== Exercise ==
Retype the material exactly, ending with the line containing "point_to(query) gives the position of every instance of the bare".
━━━━━━━━━━
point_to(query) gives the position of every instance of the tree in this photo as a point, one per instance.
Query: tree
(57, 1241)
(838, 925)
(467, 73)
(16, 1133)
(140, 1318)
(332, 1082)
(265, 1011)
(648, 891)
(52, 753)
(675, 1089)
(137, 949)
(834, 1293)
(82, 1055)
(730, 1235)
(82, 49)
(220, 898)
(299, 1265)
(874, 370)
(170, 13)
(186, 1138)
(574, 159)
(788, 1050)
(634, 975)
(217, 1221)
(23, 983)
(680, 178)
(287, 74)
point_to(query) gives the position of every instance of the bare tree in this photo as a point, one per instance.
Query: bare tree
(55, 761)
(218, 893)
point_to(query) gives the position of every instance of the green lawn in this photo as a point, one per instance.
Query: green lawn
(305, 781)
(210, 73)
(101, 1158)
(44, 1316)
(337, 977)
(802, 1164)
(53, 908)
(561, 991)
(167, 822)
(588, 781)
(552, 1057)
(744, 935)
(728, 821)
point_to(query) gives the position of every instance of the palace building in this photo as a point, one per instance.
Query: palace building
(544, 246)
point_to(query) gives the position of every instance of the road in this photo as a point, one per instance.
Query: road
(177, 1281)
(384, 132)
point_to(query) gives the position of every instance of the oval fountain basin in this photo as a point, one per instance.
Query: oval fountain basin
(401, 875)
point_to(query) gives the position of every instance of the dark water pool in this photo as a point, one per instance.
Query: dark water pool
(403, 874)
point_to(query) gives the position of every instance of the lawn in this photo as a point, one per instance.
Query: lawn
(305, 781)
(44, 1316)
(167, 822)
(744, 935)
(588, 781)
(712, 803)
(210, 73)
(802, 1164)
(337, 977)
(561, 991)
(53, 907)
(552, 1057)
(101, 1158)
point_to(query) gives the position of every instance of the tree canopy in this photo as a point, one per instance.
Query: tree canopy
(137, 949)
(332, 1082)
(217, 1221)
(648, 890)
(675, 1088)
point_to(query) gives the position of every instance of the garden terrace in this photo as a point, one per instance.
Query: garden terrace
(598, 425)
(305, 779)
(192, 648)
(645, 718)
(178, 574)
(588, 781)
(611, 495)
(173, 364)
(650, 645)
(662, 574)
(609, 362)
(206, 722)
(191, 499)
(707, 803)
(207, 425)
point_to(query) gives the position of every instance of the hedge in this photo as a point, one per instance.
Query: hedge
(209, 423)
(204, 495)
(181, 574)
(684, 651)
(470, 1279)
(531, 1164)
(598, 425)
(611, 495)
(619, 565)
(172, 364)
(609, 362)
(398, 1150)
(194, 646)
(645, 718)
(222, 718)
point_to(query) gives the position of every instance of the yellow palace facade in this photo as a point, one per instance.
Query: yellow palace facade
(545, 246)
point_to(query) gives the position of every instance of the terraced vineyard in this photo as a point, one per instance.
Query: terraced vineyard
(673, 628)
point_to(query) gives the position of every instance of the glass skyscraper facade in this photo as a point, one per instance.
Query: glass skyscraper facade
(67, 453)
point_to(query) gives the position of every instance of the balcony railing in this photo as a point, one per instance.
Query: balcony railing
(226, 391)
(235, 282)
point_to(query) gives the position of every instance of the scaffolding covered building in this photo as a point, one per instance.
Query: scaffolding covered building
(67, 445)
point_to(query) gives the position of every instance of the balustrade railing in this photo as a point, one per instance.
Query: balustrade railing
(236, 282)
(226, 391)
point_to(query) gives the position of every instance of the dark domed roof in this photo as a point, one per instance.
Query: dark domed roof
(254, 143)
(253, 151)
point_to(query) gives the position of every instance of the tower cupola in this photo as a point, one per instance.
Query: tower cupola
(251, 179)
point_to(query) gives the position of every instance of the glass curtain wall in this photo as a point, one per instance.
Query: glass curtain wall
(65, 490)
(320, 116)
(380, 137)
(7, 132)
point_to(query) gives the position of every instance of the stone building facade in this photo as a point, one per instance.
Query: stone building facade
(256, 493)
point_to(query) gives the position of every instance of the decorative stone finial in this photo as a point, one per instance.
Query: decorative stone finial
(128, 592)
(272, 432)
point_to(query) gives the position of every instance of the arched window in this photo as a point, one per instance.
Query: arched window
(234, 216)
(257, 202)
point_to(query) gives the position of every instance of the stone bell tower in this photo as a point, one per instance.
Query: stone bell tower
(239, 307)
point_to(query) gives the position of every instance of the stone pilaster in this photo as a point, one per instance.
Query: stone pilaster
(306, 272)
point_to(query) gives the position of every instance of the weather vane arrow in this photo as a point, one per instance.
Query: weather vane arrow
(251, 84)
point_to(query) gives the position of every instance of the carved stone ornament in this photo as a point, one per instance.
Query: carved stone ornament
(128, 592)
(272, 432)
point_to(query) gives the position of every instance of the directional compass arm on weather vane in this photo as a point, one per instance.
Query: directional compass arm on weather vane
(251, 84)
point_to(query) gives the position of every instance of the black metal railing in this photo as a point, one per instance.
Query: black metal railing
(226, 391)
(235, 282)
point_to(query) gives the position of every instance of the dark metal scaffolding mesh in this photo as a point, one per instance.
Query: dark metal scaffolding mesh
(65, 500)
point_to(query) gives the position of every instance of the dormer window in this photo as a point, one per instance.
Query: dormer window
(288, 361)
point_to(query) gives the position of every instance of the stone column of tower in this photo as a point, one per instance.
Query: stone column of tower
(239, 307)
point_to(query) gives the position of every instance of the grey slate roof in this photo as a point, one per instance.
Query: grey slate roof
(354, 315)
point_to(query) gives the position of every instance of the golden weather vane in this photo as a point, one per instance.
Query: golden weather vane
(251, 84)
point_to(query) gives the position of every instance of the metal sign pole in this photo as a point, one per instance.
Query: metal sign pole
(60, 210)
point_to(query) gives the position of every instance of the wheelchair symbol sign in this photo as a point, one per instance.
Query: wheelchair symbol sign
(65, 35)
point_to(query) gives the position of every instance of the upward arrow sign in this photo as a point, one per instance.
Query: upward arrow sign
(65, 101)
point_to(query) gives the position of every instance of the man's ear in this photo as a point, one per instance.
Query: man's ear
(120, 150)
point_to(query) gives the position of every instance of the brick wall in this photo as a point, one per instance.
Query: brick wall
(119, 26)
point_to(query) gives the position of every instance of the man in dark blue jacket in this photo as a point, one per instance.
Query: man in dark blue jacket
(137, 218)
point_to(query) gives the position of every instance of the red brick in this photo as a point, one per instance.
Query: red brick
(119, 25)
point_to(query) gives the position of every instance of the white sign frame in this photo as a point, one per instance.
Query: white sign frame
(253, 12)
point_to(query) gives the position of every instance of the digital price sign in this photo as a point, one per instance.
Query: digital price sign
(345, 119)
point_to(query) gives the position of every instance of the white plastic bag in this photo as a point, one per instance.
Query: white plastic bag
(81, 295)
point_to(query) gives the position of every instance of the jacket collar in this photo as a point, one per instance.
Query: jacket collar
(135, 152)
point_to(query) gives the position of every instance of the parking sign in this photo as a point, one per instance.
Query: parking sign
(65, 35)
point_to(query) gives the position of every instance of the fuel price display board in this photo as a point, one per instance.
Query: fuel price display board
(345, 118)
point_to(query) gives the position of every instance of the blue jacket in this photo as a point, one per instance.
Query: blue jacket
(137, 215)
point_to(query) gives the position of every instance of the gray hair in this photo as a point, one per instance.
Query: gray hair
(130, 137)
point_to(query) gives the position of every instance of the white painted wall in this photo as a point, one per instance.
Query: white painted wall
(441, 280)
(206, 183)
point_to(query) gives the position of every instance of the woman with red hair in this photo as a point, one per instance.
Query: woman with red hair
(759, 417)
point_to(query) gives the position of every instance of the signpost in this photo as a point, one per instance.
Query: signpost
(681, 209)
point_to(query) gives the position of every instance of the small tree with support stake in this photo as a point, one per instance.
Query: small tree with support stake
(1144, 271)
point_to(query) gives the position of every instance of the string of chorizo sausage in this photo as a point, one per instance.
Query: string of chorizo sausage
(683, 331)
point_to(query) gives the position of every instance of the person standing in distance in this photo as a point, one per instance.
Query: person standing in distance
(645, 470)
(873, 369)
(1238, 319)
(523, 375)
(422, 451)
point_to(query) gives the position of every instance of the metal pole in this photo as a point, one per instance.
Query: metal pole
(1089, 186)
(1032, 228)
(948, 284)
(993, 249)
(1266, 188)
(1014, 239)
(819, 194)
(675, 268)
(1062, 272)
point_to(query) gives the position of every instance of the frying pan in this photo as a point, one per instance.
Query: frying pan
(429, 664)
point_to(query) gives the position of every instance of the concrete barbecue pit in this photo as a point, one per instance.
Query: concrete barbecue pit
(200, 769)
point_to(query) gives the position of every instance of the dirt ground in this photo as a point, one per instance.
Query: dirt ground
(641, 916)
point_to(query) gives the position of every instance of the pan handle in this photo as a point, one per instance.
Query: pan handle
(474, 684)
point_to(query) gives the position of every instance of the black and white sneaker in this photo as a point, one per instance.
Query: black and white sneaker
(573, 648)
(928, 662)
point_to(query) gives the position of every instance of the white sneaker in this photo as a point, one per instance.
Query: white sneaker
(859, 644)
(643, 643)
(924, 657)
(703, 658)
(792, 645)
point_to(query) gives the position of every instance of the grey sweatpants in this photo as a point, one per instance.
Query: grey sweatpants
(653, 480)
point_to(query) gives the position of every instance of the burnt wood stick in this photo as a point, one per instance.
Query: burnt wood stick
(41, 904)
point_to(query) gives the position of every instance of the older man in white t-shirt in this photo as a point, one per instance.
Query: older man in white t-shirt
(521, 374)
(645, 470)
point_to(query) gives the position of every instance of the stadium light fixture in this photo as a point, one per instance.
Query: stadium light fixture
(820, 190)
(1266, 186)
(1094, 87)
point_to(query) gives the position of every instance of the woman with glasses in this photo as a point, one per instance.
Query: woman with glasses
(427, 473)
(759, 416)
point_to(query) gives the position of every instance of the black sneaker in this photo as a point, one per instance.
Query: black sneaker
━━━━━━━━━━
== Task result ==
point_to(query) gives the position of every instance of the tree in this photo as a point, one per instance.
Query: tree
(57, 1241)
(838, 925)
(467, 73)
(16, 1133)
(140, 1318)
(332, 1082)
(265, 1011)
(648, 891)
(52, 753)
(675, 1089)
(137, 949)
(834, 1293)
(82, 1055)
(730, 1235)
(82, 49)
(220, 898)
(299, 1265)
(874, 370)
(170, 13)
(186, 1138)
(574, 159)
(788, 1050)
(634, 975)
(217, 1221)
(23, 983)
(680, 178)
(287, 74)
point_to(query) gives the position of every instance of the bare tree in this photo as a point, one per instance.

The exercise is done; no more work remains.